- **Work to do**:
Every record must be repeated exactly, with no omission.

Begin Information shown

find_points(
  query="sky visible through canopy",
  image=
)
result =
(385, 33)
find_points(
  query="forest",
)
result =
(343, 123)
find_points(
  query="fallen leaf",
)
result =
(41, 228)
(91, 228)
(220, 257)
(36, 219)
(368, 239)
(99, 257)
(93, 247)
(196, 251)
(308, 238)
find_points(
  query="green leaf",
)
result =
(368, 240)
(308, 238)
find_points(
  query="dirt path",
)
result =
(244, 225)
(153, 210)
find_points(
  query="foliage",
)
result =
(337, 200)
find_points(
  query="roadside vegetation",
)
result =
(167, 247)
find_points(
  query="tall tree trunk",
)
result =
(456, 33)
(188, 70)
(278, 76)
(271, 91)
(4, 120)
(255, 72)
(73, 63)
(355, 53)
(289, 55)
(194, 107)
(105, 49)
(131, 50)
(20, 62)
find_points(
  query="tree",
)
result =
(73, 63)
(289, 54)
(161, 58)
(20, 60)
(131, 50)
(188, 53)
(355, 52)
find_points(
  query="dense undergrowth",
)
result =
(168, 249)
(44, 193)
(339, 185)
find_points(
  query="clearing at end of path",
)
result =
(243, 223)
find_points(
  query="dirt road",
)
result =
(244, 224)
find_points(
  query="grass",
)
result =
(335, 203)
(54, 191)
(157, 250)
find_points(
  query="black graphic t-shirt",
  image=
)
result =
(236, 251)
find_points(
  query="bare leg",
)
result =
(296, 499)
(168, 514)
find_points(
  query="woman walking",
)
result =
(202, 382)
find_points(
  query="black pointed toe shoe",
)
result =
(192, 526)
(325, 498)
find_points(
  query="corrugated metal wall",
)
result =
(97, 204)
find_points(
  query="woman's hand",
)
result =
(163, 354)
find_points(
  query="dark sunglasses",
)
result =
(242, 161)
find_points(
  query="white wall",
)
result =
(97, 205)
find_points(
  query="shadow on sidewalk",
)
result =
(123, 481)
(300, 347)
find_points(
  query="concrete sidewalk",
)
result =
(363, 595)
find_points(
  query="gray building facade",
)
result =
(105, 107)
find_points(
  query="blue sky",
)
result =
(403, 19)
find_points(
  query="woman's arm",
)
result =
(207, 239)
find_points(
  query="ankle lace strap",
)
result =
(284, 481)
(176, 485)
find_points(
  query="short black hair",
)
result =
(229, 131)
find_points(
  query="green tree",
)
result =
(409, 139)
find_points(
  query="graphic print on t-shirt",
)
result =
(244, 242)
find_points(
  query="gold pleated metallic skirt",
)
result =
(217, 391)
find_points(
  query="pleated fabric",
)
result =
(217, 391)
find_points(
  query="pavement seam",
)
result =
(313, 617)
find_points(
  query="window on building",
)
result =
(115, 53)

End Information shown

- **Result below**:
find_points(
  query="sky visible through canopy",
  image=
)
result =
(385, 33)
find_points(
  query="forest",
)
result =
(343, 123)
find_points(
  query="fallen leaf",
)
result =
(41, 228)
(91, 228)
(220, 257)
(36, 219)
(368, 239)
(99, 257)
(93, 247)
(196, 251)
(308, 238)
find_points(
  query="green leaf",
)
result =
(368, 240)
(308, 238)
find_points(
  query="dirt path",
)
result =
(244, 225)
(153, 210)
find_points(
  query="foliage",
)
result =
(337, 200)
find_points(
  query="roadside vegetation",
)
result =
(167, 247)
find_points(
  query="tall tree trunk",
)
result =
(456, 33)
(188, 70)
(278, 76)
(271, 91)
(4, 120)
(255, 72)
(73, 63)
(355, 53)
(289, 55)
(194, 107)
(105, 49)
(131, 50)
(20, 62)
find_points(
  query="tree",
)
result =
(73, 63)
(289, 54)
(161, 58)
(20, 60)
(131, 50)
(188, 53)
(355, 52)
find_points(
  query="dense undergrowth",
)
result =
(168, 249)
(44, 193)
(339, 185)
find_points(
  query="clearing at end of path",
)
result =
(243, 223)
find_points(
  query="dirt road",
)
result =
(244, 224)
find_points(
  query="grass",
)
result =
(335, 203)
(54, 191)
(157, 250)
find_points(
  query="black graphic t-shirt",
  image=
)
result =
(236, 251)
find_points(
  query="bare leg",
)
result =
(296, 499)
(168, 514)
find_points(
  query="woman walking",
)
result =
(202, 382)
find_points(
  query="black pointed toe shoe",
)
result =
(192, 526)
(325, 498)
find_points(
  query="corrugated metal wall",
)
result =
(97, 204)
find_points(
  query="woman's hand",
)
result =
(163, 354)
find_points(
  query="dark sunglasses",
)
result =
(242, 161)
find_points(
  query="white wall",
)
result =
(97, 205)
find_points(
  query="shadow on sidewalk",
)
result =
(123, 481)
(300, 347)
find_points(
  query="concrete sidewalk",
)
result =
(363, 595)
find_points(
  query="gray building facade",
)
result =
(105, 107)
find_points(
  query="blue sky",
)
result =
(403, 19)
find_points(
  query="woman's arm",
)
result =
(207, 239)
find_points(
  query="ankle lace strap",
)
result =
(284, 481)
(176, 485)
find_points(
  query="short black hair",
)
result =
(229, 131)
find_points(
  query="green tree",
)
result =
(409, 139)
find_points(
  query="graphic print on t-shirt",
)
result =
(244, 242)
find_points(
  query="gold pleated metallic skirt",
)
result =
(217, 391)
find_points(
  query="pleated fabric",
)
result =
(217, 391)
find_points(
  query="pavement seam",
)
result =
(313, 617)
find_points(
  query="window on building",
)
result =
(115, 53)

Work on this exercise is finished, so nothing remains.